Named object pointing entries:
▼

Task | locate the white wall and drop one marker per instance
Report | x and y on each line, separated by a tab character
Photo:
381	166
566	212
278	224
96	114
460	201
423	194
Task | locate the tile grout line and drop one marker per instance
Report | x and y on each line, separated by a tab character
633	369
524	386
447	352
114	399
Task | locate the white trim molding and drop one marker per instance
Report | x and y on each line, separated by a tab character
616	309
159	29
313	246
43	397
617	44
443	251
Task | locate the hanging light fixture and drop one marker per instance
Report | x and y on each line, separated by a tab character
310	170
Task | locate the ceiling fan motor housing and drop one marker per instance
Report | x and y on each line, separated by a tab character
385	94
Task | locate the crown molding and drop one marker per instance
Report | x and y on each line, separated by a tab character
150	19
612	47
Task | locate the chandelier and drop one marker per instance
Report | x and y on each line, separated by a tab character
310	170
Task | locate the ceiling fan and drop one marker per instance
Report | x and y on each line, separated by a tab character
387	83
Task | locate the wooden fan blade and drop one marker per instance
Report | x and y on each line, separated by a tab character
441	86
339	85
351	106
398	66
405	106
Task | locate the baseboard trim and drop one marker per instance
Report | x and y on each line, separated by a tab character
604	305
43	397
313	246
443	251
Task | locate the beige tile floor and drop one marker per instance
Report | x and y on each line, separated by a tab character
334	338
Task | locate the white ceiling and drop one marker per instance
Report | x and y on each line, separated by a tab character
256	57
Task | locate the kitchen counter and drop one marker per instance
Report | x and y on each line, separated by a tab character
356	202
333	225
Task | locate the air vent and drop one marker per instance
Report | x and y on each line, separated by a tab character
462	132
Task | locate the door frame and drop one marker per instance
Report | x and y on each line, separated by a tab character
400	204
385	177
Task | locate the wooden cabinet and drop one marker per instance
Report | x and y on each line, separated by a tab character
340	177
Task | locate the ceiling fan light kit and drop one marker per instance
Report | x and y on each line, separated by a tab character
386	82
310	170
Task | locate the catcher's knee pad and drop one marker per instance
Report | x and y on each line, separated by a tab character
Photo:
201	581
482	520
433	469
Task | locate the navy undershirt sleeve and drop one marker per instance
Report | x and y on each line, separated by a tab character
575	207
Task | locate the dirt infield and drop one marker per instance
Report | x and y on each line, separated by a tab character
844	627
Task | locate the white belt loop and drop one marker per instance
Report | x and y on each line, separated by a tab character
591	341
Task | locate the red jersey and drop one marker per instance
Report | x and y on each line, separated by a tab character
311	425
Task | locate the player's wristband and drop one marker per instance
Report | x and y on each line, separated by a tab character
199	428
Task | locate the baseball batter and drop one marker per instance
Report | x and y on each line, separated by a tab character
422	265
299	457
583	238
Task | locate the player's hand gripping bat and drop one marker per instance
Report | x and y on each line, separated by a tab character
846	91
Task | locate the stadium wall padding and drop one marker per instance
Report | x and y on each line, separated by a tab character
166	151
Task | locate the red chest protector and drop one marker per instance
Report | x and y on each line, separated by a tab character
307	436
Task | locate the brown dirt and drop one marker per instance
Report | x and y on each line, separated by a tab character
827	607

▲

**GOAL**: Rewrite the lines starting at the one containing "Task | locate the white belt" and ending at the end of the entries, putting "dot" in place of "marker" and keeping everything else the same.

**IN RESPONSE**:
Task | locate the white belt loop and drop one dot per instance
Report | x and y on each line, separated by a tab character
591	341
Task | locate the red jersey and drop one dot per instance
Report | x and y on each line, separated by a tab character
311	425
Task | locate the player's wristband and drop one dot per instance
Report | x and y on each line, separated by a tab character
199	428
Task | locate the baseball batter and drop one dot per instance
Report | x and y on each line, separated by a tab character
422	265
299	457
583	238
Task | locate the player's hand gripping bat and drop one dot per instance
Report | x and y on each line, separated by a tab character
846	91
Task | locate the stadium wall padding and drop one dot per instance
Report | x and y on each line, separated by a tab character
166	151
Task | locate the red chest protector and drop one dot per instance
Report | x and y on each line, separated by a tab character
307	436
Task | locate the brown dirt and drop one dot per instance
Report | x and y on each line, separated by a tab character
827	607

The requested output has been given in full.